[Excerpted records]
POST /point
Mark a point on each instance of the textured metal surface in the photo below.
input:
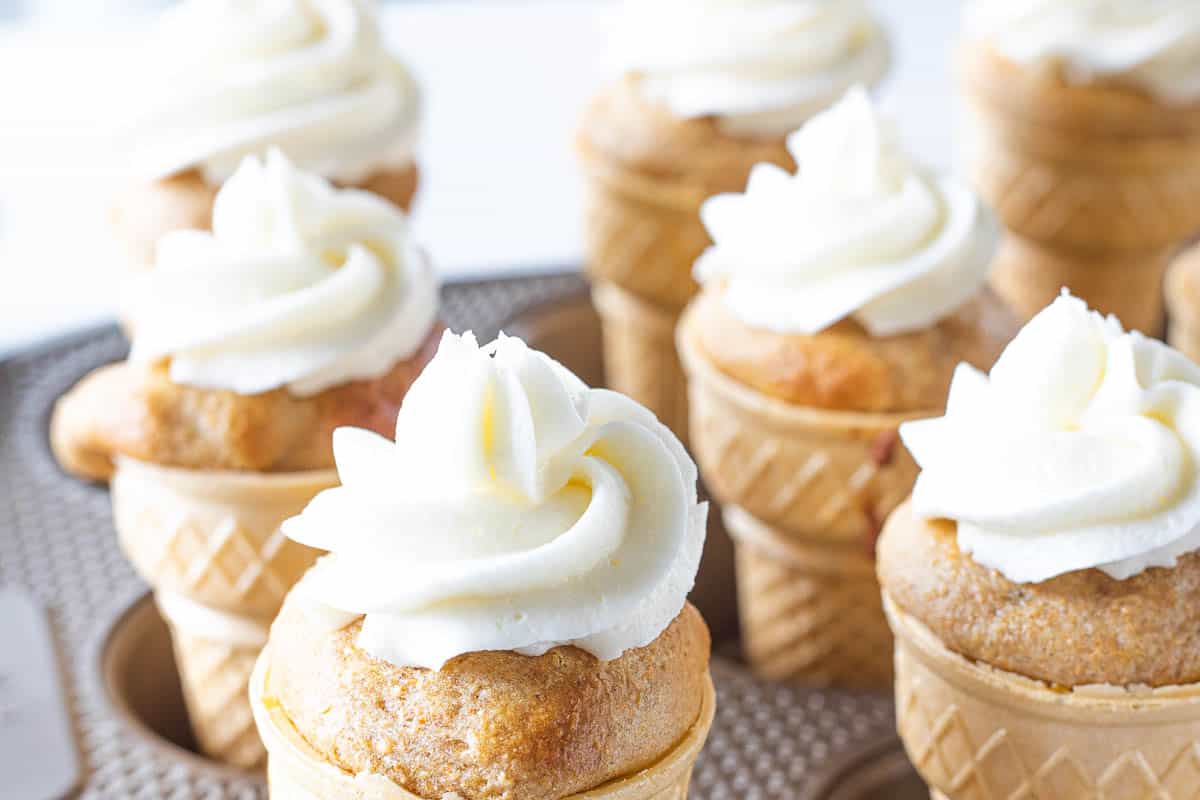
(57, 540)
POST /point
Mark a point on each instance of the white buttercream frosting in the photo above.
(762, 66)
(229, 78)
(516, 510)
(299, 284)
(1152, 43)
(1079, 450)
(857, 232)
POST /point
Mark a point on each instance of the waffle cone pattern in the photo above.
(978, 733)
(215, 675)
(640, 355)
(642, 234)
(295, 771)
(214, 536)
(1127, 283)
(1081, 167)
(816, 474)
(810, 609)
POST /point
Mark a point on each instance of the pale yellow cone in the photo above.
(295, 771)
(979, 733)
(642, 234)
(1183, 304)
(1086, 167)
(810, 608)
(1127, 283)
(213, 540)
(811, 473)
(640, 355)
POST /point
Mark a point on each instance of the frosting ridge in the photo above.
(516, 510)
(1080, 450)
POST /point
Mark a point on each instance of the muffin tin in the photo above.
(57, 542)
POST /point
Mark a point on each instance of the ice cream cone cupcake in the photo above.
(540, 647)
(1085, 137)
(693, 114)
(305, 308)
(220, 82)
(1183, 302)
(1125, 283)
(1042, 584)
(835, 305)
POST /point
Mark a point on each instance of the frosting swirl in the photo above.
(1079, 450)
(299, 284)
(312, 77)
(1152, 44)
(858, 230)
(763, 67)
(517, 510)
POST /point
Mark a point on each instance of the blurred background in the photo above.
(505, 83)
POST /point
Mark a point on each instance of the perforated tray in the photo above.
(57, 542)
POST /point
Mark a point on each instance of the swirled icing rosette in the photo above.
(1079, 450)
(858, 232)
(762, 67)
(1152, 44)
(516, 510)
(231, 78)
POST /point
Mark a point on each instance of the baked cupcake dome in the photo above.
(490, 725)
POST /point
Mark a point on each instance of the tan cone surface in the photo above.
(977, 733)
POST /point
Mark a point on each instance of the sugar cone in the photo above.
(810, 609)
(1029, 276)
(1086, 167)
(813, 473)
(209, 542)
(297, 770)
(214, 536)
(640, 356)
(1183, 304)
(976, 733)
(215, 655)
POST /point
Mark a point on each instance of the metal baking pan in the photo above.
(57, 542)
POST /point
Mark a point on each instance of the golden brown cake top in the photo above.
(1078, 629)
(489, 726)
(145, 212)
(844, 367)
(623, 131)
(138, 411)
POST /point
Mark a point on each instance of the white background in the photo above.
(505, 83)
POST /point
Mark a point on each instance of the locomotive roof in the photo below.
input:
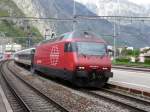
(76, 35)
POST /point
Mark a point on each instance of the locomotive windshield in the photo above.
(89, 48)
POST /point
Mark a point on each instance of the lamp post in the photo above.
(74, 15)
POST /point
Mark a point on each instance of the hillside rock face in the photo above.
(115, 7)
(129, 34)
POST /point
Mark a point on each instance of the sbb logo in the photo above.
(54, 55)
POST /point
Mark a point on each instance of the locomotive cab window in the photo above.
(70, 47)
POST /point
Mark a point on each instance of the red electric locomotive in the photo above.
(80, 57)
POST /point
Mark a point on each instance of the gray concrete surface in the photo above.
(134, 79)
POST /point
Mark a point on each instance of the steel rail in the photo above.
(40, 93)
(113, 100)
(11, 88)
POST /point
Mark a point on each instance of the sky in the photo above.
(141, 2)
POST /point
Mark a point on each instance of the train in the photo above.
(80, 57)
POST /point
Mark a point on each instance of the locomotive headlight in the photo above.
(81, 68)
(105, 68)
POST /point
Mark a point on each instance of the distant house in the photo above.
(130, 48)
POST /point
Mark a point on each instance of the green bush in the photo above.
(122, 59)
(147, 61)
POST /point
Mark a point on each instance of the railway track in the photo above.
(30, 98)
(127, 101)
(142, 69)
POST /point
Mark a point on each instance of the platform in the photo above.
(4, 104)
(138, 80)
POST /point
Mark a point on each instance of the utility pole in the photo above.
(114, 35)
(74, 15)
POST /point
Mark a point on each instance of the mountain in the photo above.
(128, 34)
(115, 7)
(13, 28)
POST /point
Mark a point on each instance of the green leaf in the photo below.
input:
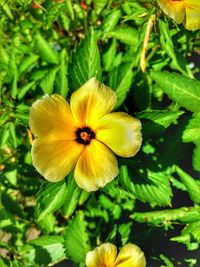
(48, 82)
(85, 62)
(99, 5)
(156, 121)
(192, 130)
(120, 81)
(61, 76)
(178, 61)
(183, 90)
(166, 261)
(27, 63)
(6, 218)
(125, 230)
(76, 239)
(72, 197)
(182, 215)
(127, 35)
(111, 20)
(11, 205)
(43, 251)
(24, 89)
(46, 52)
(190, 236)
(109, 56)
(50, 198)
(191, 185)
(196, 157)
(154, 189)
(69, 8)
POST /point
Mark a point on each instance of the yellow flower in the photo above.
(183, 11)
(106, 256)
(82, 136)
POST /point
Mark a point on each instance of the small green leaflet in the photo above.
(156, 121)
(85, 62)
(76, 239)
(43, 251)
(154, 189)
(183, 90)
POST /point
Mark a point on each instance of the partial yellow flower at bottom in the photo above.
(82, 136)
(183, 11)
(106, 256)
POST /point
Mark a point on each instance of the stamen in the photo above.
(84, 135)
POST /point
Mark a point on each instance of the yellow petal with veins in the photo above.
(96, 167)
(102, 256)
(92, 101)
(51, 118)
(192, 14)
(174, 9)
(130, 256)
(120, 132)
(54, 160)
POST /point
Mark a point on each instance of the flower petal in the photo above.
(51, 118)
(192, 14)
(174, 9)
(55, 160)
(91, 102)
(120, 132)
(96, 166)
(102, 256)
(130, 256)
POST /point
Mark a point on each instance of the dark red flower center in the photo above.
(84, 135)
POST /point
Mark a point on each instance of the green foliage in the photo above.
(51, 47)
(85, 62)
(76, 237)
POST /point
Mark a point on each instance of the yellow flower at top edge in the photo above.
(183, 11)
(106, 256)
(82, 136)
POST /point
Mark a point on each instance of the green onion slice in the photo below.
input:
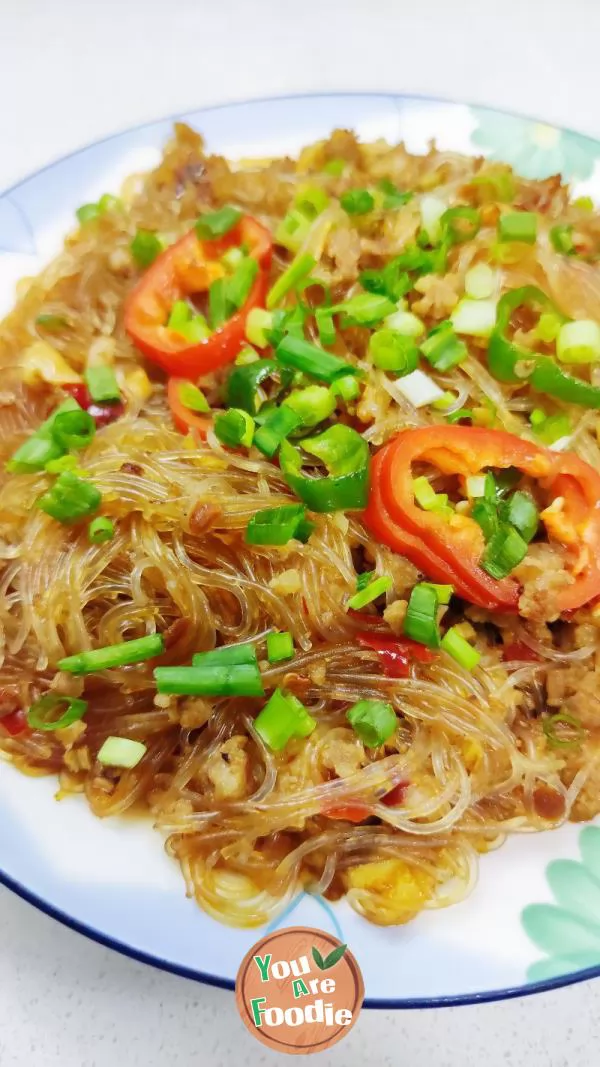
(283, 718)
(42, 714)
(374, 721)
(114, 655)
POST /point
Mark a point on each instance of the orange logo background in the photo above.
(299, 990)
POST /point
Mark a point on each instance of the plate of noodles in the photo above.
(300, 541)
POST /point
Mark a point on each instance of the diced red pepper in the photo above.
(396, 654)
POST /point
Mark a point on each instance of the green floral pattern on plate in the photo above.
(568, 932)
(535, 149)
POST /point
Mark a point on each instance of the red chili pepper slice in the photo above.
(396, 655)
(188, 267)
(449, 551)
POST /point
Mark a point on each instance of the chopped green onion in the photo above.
(365, 308)
(460, 223)
(346, 457)
(370, 592)
(579, 341)
(217, 223)
(145, 248)
(480, 282)
(374, 721)
(326, 325)
(121, 752)
(192, 398)
(210, 680)
(298, 270)
(443, 349)
(280, 647)
(70, 498)
(293, 229)
(100, 529)
(550, 428)
(239, 284)
(428, 499)
(454, 643)
(394, 197)
(363, 579)
(283, 718)
(335, 168)
(225, 655)
(421, 620)
(74, 429)
(275, 428)
(243, 382)
(311, 201)
(52, 322)
(114, 655)
(311, 360)
(393, 351)
(357, 202)
(406, 323)
(562, 718)
(518, 226)
(562, 238)
(419, 388)
(257, 322)
(41, 714)
(504, 551)
(313, 404)
(476, 318)
(432, 210)
(33, 455)
(520, 510)
(347, 387)
(235, 428)
(275, 525)
(103, 385)
(442, 592)
(88, 212)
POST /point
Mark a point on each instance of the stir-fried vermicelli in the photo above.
(299, 519)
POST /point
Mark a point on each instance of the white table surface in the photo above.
(73, 72)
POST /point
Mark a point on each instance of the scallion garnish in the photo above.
(421, 620)
(311, 360)
(459, 649)
(504, 551)
(42, 715)
(357, 202)
(518, 226)
(370, 592)
(145, 248)
(374, 721)
(121, 752)
(113, 655)
(283, 718)
(235, 428)
(280, 647)
(217, 223)
(277, 525)
(100, 529)
(103, 385)
(70, 498)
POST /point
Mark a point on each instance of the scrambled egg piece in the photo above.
(389, 891)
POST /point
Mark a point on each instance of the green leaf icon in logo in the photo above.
(568, 930)
(334, 956)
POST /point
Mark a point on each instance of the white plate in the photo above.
(534, 919)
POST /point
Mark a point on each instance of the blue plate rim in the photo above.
(405, 1003)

[Work order]
How many lines in the records above contain the word "below"? Answer with the number alone.

[Exercise answer]
4